[Photo-based referring expression data]
Start of Block
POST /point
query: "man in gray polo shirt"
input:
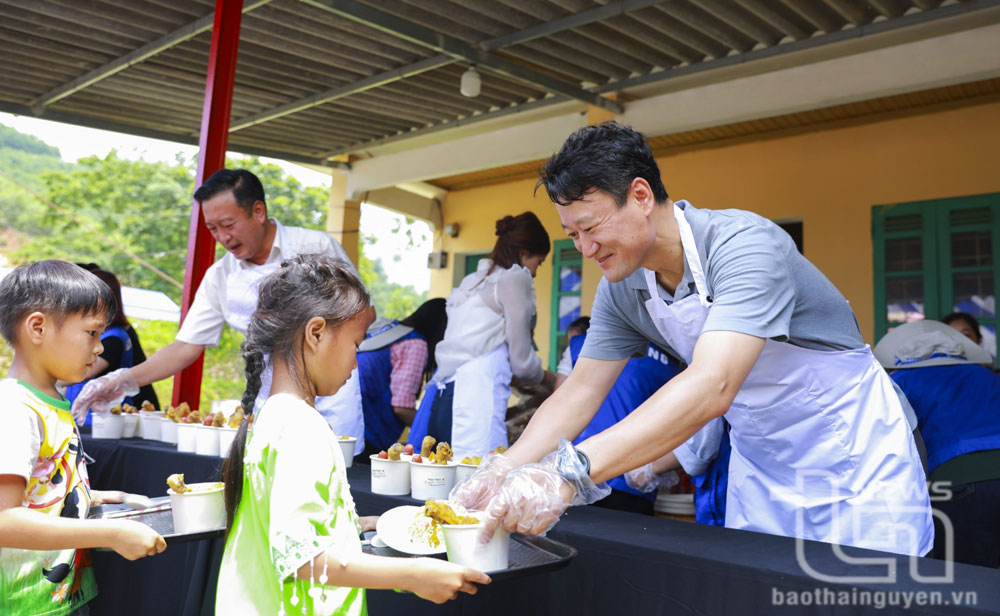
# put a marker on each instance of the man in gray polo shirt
(821, 447)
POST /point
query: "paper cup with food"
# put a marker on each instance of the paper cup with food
(390, 472)
(432, 476)
(198, 507)
(460, 530)
(347, 447)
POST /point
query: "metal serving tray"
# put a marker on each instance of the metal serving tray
(528, 555)
(159, 517)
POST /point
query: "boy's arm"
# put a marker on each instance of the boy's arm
End of Block
# Brief
Reproduce each entry precisely; the pictures stay out.

# The answer
POST /point
query: "man in gray polo shirt"
input:
# put a marker on each instance of the man in gray polo shirt
(821, 447)
POST /point
query: "paper cup with food"
# put a marker on each instance of the paper cup with food
(390, 472)
(432, 476)
(198, 507)
(460, 530)
(347, 447)
POST /point
query: "metal serving tray"
# put a marker on each instance of the metal serving tray
(528, 555)
(159, 517)
POST /point
query: "boy's arm"
# put a marker on each instance of the boy's arm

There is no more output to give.